── SELECTED EXTRACT
Then there are the boys of summer, like Mark McGwire and Sammy Sosa, whose ash sticks propel horsehide spheres over outfield walls. As the late writer John Madson, who plied his craft in St. Louis Cardinals country, once wrote, the white ash is "the great American pastime tree." (Quite by coincidence, its scientific name is Fraxinus americana.)
Ash wasn´t always the wood of choice in the batter´s box, however, nor is it the only one today. Moreover, aluminum has pretty much taken its place from college diamonds to sandlots. But before we consider the baseball bat´s evolution and its journey from standing tree to dugout, meet the white ash as a living tree through the eyes of Leverett, a leading advocate for eastern old-growth forests.
"I think of the white ash as being one of the more elusive trees of the forest, unlike oaks, which have an overpowering effect," says Leverett, who lives in Holyoke, Massachusetts. "Yet the ash is a mighty and incredibly fast-growing tree." He notes that drawings and photographs in handbooks usually depict the trees growing in open, accessible areas. "Field-grown ashes can be beautiful," he says, "but in maturity, as limbs are lost, they often develop an ungainly appearance, as if they can´t decide in which direction to invest new growth. By contrast, the in-forest ash is majestic, rivaling the best of the tulip poplars for soaring trunks. However, its gentle upward-curving limbs are most pleasing when the ash has a little growing space."
────
_STATED GOAL A_: Copy out the passage on the white ash word for word, in full.
── EXCERPTED DATA
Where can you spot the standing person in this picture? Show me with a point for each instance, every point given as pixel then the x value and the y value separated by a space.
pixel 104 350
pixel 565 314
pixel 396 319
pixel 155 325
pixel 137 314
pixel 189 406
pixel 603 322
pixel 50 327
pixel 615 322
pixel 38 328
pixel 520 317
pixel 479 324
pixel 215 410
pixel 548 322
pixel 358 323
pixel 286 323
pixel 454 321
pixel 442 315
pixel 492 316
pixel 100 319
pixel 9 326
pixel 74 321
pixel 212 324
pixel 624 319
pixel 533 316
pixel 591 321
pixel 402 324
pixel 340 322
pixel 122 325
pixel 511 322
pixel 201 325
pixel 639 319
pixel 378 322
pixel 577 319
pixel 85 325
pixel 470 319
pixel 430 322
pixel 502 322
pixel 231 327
────
── EXCERPTED DATA
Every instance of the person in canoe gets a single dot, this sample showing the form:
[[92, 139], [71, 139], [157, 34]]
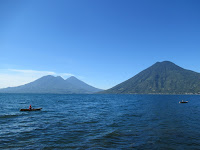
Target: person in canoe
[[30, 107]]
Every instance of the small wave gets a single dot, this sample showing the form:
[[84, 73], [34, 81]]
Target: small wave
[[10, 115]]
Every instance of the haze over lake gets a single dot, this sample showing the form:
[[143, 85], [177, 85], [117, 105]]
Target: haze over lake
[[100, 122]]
────
_STATED GOAL B_: Reproduce the entries from the line with "Where can you" to the line with "pixel 520 317", including both of those lines, with no changes.

_WRITTEN SOLUTION A_:
Then there are the boys of summer, like Mark McGwire and Sammy Sosa, whose ash sticks propel horsehide spheres over outfield walls. As the late writer John Madson, who plied his craft in St. Louis Cardinals country, once wrote, the white ash is "the great American pastime tree." (Quite by coincidence, its scientific name is Fraxinus americana.)
Ash wasn´t always the wood of choice in the batter´s box, however, nor is it the only one today. Moreover, aluminum has pretty much taken its place from college diamonds to sandlots. But before we consider the baseball bat´s evolution and its journey from standing tree to dugout, meet the white ash as a living tree through the eyes of Leverett, a leading advocate for eastern old-growth forests.
"I think of the white ash as being one of the more elusive trees of the forest, unlike oaks, which have an overpowering effect," says Leverett, who lives in Holyoke, Massachusetts. "Yet the ash is a mighty and incredibly fast-growing tree." He notes that drawings and photographs in handbooks usually depict the trees growing in open, accessible areas. "Field-grown ashes can be beautiful," he says, "but in maturity, as limbs are lost, they often develop an ungainly appearance, as if they can´t decide in which direction to invest new growth. By contrast, the in-forest ash is majestic, rivaling the best of the tulip poplars for soaring trunks. However, its gentle upward-curving limbs are most pleasing when the ash has a little growing space."

_WRITTEN SOLUTION B_:
Where can you spot the standing person in this picture? Show me with a point for each instance, every point given as pixel then the x value and the y value separated by a space.
pixel 104 350
pixel 565 314
pixel 396 319
pixel 155 325
pixel 137 314
pixel 189 406
pixel 603 322
pixel 50 327
pixel 615 322
pixel 38 328
pixel 520 317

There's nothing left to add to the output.